The data
++++++++++++++++++++

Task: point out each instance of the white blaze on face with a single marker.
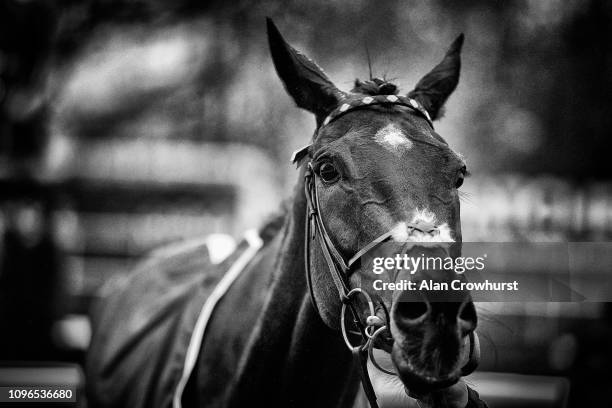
(401, 232)
(392, 138)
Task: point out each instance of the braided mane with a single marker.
(375, 86)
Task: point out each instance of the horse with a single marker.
(270, 325)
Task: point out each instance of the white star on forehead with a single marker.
(392, 138)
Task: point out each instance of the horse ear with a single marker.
(307, 84)
(435, 87)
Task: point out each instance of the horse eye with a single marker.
(328, 173)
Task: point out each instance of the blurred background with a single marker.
(126, 125)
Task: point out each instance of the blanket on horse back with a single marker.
(148, 327)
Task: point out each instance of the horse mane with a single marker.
(375, 86)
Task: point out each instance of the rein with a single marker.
(341, 270)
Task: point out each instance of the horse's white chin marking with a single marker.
(401, 232)
(392, 138)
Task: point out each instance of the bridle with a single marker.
(340, 269)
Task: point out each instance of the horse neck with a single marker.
(295, 358)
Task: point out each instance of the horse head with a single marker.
(376, 166)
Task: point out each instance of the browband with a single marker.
(351, 103)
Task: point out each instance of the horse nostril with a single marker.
(410, 313)
(467, 317)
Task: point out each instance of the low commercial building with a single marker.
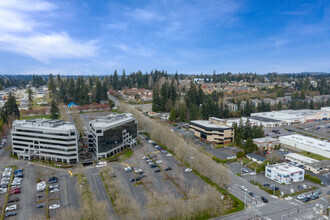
(111, 134)
(256, 158)
(284, 173)
(45, 139)
(310, 164)
(309, 144)
(266, 143)
(214, 130)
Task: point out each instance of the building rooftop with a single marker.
(285, 167)
(312, 142)
(263, 119)
(48, 124)
(266, 139)
(256, 156)
(208, 124)
(111, 120)
(301, 158)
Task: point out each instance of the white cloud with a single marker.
(21, 33)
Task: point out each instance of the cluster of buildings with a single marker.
(138, 94)
(214, 130)
(304, 143)
(57, 140)
(284, 117)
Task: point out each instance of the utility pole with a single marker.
(244, 199)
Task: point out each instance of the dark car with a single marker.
(264, 199)
(13, 200)
(41, 205)
(10, 214)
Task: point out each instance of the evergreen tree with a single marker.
(249, 146)
(54, 112)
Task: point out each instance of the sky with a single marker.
(190, 37)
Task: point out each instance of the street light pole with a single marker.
(244, 199)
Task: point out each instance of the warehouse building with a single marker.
(214, 130)
(111, 134)
(45, 139)
(308, 144)
(266, 143)
(284, 173)
(310, 164)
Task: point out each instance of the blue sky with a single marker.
(195, 36)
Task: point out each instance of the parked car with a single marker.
(187, 170)
(13, 200)
(55, 206)
(300, 197)
(264, 199)
(306, 199)
(40, 205)
(243, 188)
(8, 214)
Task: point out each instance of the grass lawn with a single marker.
(314, 156)
(33, 117)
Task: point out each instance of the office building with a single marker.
(266, 143)
(111, 134)
(214, 130)
(45, 139)
(284, 173)
(308, 144)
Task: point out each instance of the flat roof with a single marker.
(260, 118)
(301, 158)
(49, 124)
(285, 167)
(111, 120)
(312, 142)
(208, 124)
(266, 139)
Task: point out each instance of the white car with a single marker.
(302, 196)
(243, 188)
(12, 207)
(55, 206)
(187, 170)
(54, 190)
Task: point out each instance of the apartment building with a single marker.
(214, 130)
(111, 134)
(45, 139)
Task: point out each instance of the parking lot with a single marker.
(174, 182)
(28, 197)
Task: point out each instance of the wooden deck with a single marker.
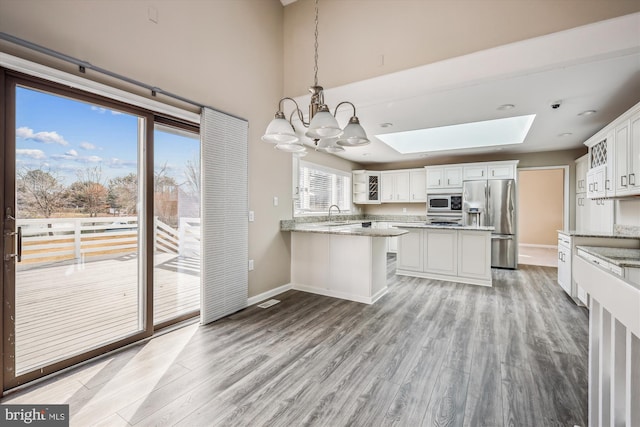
(63, 309)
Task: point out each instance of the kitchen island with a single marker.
(445, 252)
(341, 260)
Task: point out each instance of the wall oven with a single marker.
(444, 203)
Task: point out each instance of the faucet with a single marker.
(336, 206)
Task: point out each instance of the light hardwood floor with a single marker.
(429, 353)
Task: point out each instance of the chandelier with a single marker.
(322, 126)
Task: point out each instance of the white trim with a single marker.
(566, 177)
(51, 74)
(269, 294)
(341, 295)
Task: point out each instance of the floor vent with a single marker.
(269, 303)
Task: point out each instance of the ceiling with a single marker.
(594, 67)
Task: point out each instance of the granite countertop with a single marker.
(617, 256)
(344, 228)
(446, 227)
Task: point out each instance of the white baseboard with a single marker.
(531, 245)
(269, 294)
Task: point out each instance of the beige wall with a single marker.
(360, 39)
(226, 54)
(540, 206)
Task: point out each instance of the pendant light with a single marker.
(322, 125)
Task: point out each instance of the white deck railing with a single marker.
(58, 239)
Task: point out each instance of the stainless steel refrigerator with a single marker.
(493, 203)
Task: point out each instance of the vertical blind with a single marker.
(224, 229)
(319, 187)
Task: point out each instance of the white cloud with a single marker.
(87, 146)
(34, 154)
(52, 137)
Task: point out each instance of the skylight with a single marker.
(488, 133)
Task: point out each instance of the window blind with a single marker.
(224, 230)
(319, 187)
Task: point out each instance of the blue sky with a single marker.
(63, 136)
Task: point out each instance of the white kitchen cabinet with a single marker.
(627, 157)
(582, 166)
(366, 187)
(564, 263)
(582, 212)
(500, 171)
(410, 251)
(395, 186)
(440, 251)
(474, 255)
(596, 177)
(444, 177)
(418, 185)
(474, 172)
(453, 254)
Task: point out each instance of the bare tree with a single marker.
(123, 194)
(40, 192)
(192, 172)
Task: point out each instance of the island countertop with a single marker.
(446, 227)
(622, 257)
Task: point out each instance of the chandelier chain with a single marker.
(315, 68)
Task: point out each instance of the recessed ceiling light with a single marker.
(488, 133)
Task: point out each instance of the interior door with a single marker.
(75, 267)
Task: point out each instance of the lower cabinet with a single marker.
(444, 254)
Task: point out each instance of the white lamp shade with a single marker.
(280, 131)
(353, 136)
(293, 147)
(323, 125)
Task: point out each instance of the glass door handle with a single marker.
(18, 254)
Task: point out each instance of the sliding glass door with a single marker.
(176, 196)
(75, 228)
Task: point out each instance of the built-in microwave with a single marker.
(444, 203)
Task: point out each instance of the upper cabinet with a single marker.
(418, 185)
(614, 158)
(627, 161)
(582, 166)
(366, 187)
(395, 186)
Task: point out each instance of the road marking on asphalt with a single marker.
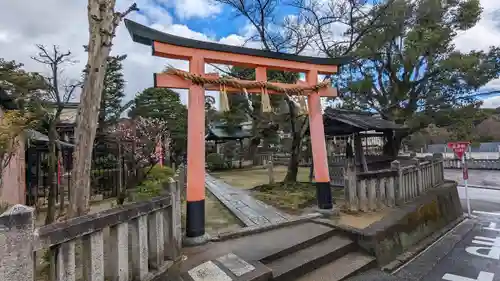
(483, 276)
(487, 213)
(493, 227)
(492, 251)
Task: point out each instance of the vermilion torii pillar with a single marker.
(198, 53)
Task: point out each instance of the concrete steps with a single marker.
(327, 257)
(342, 268)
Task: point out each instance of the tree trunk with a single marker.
(293, 164)
(60, 168)
(102, 23)
(297, 134)
(51, 204)
(392, 144)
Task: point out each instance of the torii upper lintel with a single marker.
(167, 45)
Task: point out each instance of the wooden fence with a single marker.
(390, 187)
(138, 241)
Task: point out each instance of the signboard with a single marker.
(459, 148)
(465, 172)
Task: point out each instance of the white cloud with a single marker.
(492, 102)
(486, 33)
(64, 23)
(186, 9)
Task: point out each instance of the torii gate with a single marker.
(198, 53)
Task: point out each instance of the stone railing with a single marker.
(473, 164)
(137, 241)
(371, 191)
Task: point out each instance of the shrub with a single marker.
(215, 162)
(154, 182)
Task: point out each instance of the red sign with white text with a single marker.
(459, 148)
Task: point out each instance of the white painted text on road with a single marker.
(492, 250)
(483, 276)
(493, 227)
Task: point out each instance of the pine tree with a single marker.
(113, 92)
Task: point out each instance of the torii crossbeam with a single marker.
(198, 53)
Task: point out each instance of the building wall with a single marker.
(12, 189)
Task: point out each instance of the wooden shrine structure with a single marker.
(198, 53)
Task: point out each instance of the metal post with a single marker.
(464, 163)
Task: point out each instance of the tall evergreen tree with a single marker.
(113, 91)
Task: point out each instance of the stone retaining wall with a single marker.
(473, 164)
(411, 223)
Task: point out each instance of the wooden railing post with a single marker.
(65, 262)
(390, 192)
(138, 247)
(350, 185)
(398, 182)
(362, 195)
(118, 247)
(93, 256)
(372, 194)
(16, 231)
(420, 183)
(270, 170)
(172, 223)
(381, 193)
(156, 239)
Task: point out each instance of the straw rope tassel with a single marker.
(224, 102)
(266, 101)
(303, 104)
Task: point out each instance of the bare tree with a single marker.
(330, 28)
(48, 105)
(103, 21)
(290, 35)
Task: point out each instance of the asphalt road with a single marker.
(482, 200)
(471, 252)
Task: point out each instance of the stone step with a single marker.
(342, 268)
(314, 238)
(310, 258)
(270, 245)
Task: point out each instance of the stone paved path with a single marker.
(250, 211)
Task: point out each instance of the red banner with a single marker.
(459, 148)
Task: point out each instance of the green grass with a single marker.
(248, 179)
(217, 217)
(290, 197)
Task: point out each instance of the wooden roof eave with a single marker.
(148, 36)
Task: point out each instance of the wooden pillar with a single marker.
(360, 152)
(318, 146)
(195, 213)
(240, 156)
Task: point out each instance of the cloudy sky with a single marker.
(24, 23)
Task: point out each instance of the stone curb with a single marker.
(262, 228)
(416, 250)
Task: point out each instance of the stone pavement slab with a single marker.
(250, 211)
(475, 257)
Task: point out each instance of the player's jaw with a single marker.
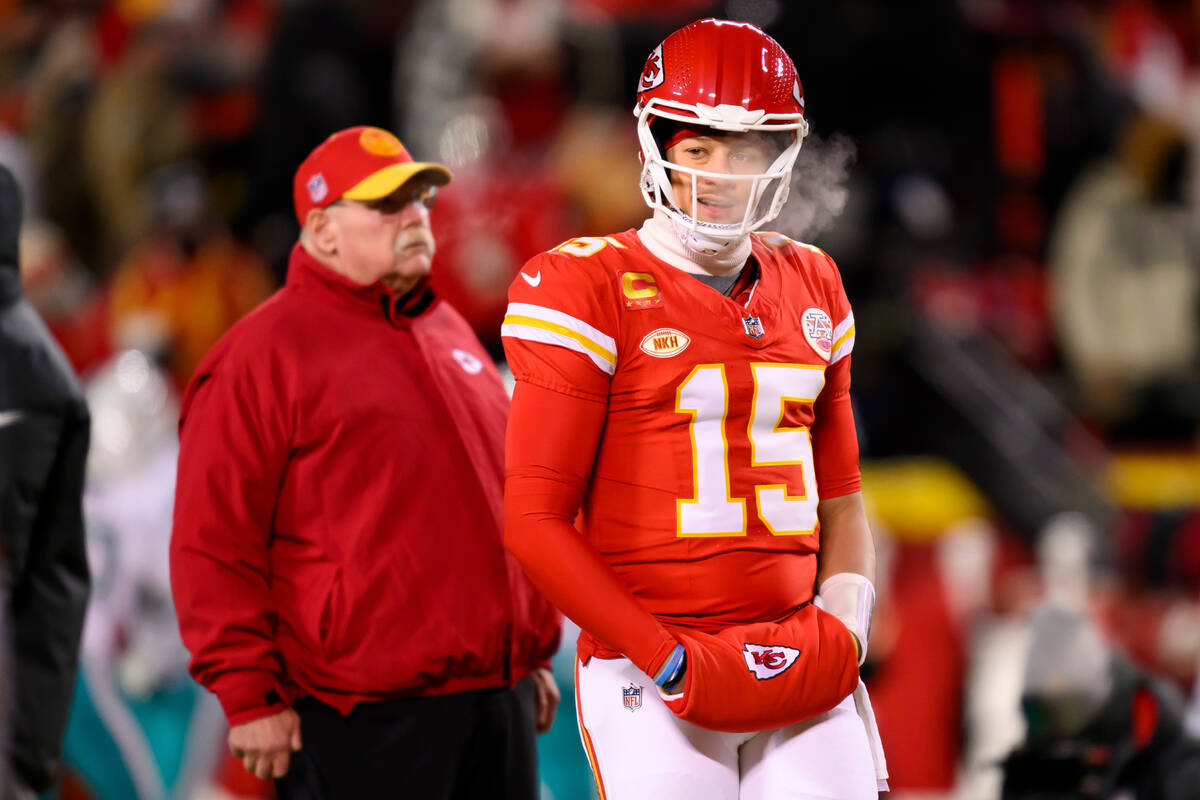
(413, 258)
(717, 200)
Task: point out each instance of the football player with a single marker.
(682, 396)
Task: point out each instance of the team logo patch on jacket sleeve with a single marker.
(768, 660)
(631, 696)
(665, 342)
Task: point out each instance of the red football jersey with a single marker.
(726, 416)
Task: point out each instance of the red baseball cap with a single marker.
(359, 163)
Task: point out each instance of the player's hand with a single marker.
(546, 698)
(265, 745)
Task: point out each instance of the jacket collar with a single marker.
(306, 274)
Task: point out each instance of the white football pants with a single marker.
(647, 752)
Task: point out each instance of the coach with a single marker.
(336, 558)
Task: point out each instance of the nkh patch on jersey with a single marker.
(767, 661)
(819, 331)
(633, 696)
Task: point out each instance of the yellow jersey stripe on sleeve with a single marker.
(535, 330)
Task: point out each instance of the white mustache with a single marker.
(414, 236)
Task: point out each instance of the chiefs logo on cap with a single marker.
(652, 73)
(379, 143)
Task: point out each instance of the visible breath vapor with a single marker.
(819, 191)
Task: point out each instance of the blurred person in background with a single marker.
(187, 281)
(667, 379)
(43, 449)
(336, 560)
(1097, 725)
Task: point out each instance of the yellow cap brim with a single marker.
(393, 176)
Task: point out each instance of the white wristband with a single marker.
(851, 597)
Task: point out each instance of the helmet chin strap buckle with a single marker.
(709, 242)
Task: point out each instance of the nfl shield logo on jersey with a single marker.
(633, 696)
(317, 187)
(819, 331)
(768, 660)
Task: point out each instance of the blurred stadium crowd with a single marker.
(1009, 187)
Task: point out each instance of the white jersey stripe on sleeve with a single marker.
(843, 326)
(565, 320)
(531, 330)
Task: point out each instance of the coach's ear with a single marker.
(321, 234)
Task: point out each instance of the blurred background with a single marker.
(1011, 190)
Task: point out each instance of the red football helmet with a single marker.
(731, 77)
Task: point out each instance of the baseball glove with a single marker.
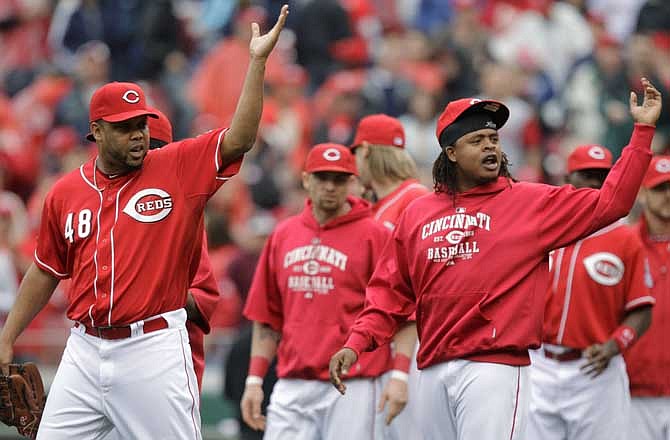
(22, 397)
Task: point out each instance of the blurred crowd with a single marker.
(564, 68)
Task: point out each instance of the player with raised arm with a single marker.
(125, 227)
(472, 260)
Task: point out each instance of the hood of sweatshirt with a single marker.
(359, 209)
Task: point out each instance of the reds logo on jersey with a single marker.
(149, 205)
(604, 268)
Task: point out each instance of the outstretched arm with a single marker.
(634, 325)
(396, 390)
(569, 214)
(34, 293)
(264, 341)
(242, 134)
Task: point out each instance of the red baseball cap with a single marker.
(658, 172)
(116, 102)
(456, 109)
(379, 129)
(331, 157)
(587, 157)
(160, 128)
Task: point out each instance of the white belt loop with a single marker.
(136, 329)
(79, 327)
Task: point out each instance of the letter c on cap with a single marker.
(596, 153)
(332, 155)
(663, 166)
(131, 97)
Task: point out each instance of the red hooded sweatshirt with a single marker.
(476, 264)
(310, 285)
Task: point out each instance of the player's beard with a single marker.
(128, 162)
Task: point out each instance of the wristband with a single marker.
(624, 336)
(400, 375)
(253, 380)
(401, 362)
(258, 366)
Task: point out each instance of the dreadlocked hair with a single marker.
(444, 173)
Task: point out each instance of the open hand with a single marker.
(395, 393)
(260, 46)
(650, 110)
(339, 366)
(598, 358)
(251, 407)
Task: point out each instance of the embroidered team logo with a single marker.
(596, 153)
(150, 205)
(131, 97)
(663, 166)
(332, 155)
(604, 268)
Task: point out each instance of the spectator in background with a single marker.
(596, 98)
(654, 16)
(112, 22)
(241, 270)
(9, 281)
(419, 125)
(319, 25)
(91, 70)
(208, 91)
(387, 89)
(23, 29)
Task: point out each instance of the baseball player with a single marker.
(597, 306)
(203, 294)
(648, 361)
(388, 170)
(126, 235)
(308, 288)
(472, 258)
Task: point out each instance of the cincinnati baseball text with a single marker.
(319, 252)
(456, 221)
(304, 283)
(445, 253)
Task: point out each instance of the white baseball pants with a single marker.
(650, 418)
(466, 400)
(566, 403)
(314, 410)
(144, 386)
(405, 425)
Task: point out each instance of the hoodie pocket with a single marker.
(454, 323)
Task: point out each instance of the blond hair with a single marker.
(390, 163)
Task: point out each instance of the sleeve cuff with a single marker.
(357, 342)
(643, 135)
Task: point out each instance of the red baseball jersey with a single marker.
(388, 210)
(206, 295)
(127, 242)
(476, 263)
(310, 285)
(648, 361)
(594, 282)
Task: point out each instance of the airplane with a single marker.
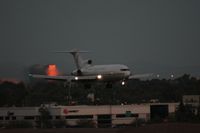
(86, 71)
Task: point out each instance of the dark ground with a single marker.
(153, 128)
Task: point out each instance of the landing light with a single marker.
(99, 76)
(76, 78)
(123, 83)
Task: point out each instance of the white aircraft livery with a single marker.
(86, 71)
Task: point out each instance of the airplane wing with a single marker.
(64, 78)
(140, 76)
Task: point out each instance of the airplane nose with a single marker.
(128, 73)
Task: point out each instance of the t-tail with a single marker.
(80, 63)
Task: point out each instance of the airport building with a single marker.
(110, 115)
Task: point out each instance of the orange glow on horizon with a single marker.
(52, 70)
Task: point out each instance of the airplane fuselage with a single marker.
(108, 72)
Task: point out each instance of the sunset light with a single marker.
(52, 70)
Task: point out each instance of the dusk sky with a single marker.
(149, 36)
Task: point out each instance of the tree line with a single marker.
(37, 92)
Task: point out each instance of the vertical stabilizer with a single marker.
(79, 62)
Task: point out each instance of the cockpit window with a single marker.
(124, 69)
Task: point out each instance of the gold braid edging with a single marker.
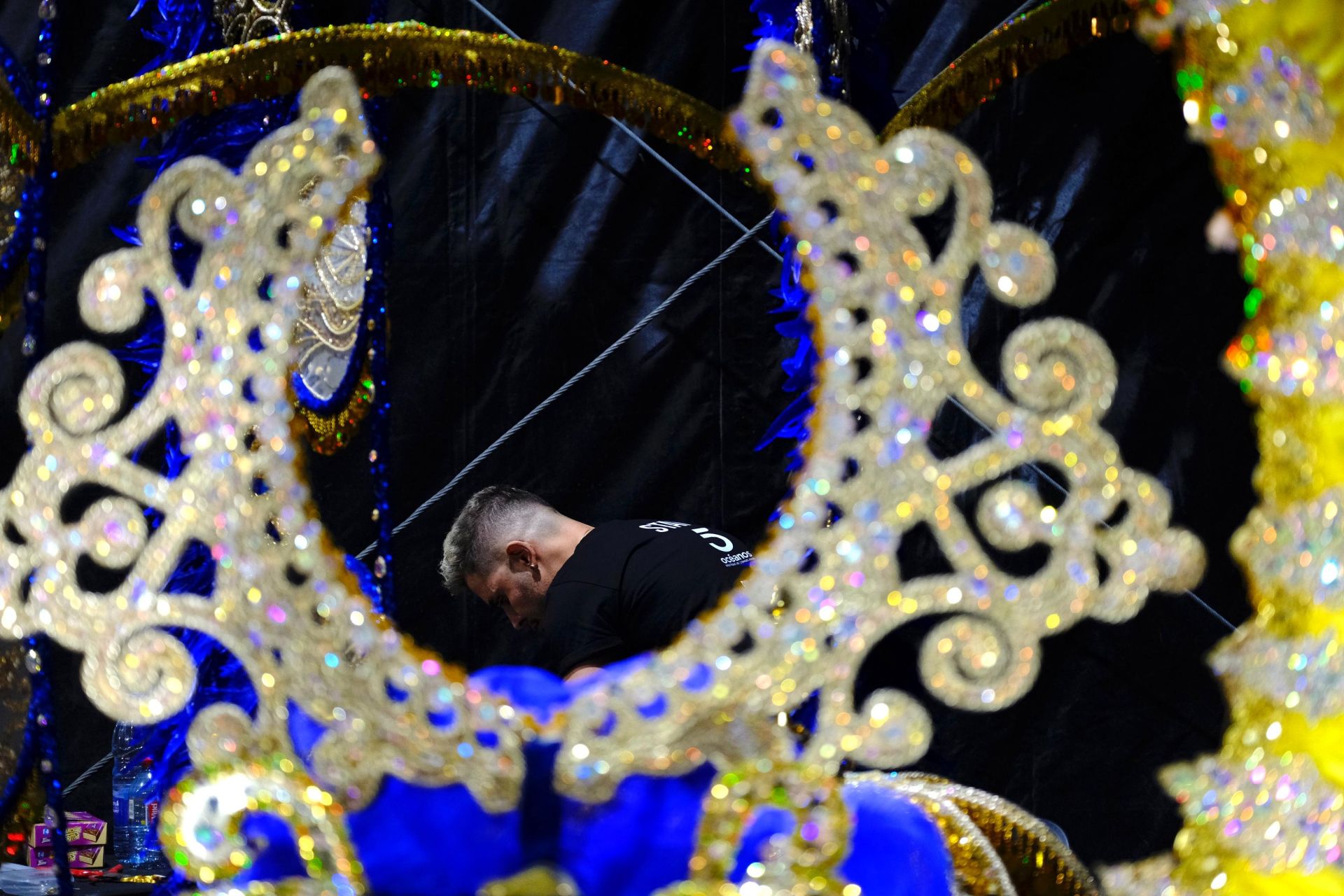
(384, 58)
(1011, 50)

++++++++++++++++++++

Problem description
Print exactly the lines from the line with "Task: point out each instance of the airport" through the end of the data, both ends included, and print no pictures.

Response to this exercise
Task: point out each instance of the airport building with a single marker.
(110, 115)
Task: point out each instance of the orange glow on horizon with a single marker.
(52, 70)
Task: point out each instance of the airplane fuselage with a single marker.
(108, 72)
Task: point out each instance of the sunset light with a single marker.
(52, 70)
Task: point out each instance of the dusk sky with a single marker.
(149, 36)
Task: point out each instance of the tree line with a single marker.
(37, 92)
Task: point out each instance of the vertical stabilizer with a single marker.
(79, 62)
Task: point out each instance of the cockpit window with a single marker.
(124, 69)
Task: point out each instance of the gold braid edging with a single marker.
(384, 58)
(1011, 50)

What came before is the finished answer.